__REQUIREMENT__: In the data below, list every line that contains the string "instance", treating uppercase and lowercase as different.

Rows from a segmentation dataset
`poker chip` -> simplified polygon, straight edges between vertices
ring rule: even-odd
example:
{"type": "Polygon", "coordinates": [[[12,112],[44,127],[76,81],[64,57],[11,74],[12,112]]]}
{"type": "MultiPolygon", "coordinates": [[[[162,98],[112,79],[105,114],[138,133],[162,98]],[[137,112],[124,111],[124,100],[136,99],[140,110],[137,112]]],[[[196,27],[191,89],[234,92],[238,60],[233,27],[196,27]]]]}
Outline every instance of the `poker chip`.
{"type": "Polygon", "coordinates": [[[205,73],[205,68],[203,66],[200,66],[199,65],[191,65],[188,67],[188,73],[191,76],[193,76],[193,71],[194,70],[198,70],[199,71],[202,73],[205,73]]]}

==

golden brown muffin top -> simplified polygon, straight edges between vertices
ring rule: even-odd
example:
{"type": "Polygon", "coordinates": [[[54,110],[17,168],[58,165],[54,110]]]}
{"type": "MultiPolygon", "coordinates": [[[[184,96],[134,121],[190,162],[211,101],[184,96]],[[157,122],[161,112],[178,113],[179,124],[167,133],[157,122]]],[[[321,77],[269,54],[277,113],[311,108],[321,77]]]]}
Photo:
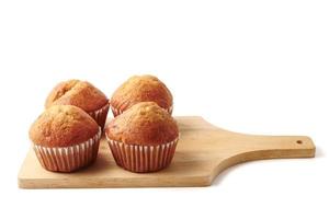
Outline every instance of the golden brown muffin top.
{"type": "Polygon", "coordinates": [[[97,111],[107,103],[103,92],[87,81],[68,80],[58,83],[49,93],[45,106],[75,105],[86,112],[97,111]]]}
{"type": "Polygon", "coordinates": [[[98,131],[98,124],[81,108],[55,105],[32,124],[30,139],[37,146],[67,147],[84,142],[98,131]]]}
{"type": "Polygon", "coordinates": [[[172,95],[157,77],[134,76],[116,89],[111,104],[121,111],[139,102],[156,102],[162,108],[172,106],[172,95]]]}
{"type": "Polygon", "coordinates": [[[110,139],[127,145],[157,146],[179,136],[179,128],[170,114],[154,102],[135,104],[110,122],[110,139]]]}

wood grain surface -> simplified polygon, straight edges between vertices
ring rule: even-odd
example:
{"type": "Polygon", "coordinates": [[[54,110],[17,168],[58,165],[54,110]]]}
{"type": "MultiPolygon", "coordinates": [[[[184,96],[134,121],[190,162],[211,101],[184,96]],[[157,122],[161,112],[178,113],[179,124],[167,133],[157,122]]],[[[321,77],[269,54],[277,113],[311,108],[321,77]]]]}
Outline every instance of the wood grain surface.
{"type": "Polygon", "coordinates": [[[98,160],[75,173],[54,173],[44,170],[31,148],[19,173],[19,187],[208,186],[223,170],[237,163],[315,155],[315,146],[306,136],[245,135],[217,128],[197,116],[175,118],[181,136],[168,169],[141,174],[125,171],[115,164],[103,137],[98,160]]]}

__ANSWER TO THIS TASK__:
Outline every instance of the `poker chip`.
Outline every instance of the golden brown muffin top.
Outline every instance of the wood grain surface.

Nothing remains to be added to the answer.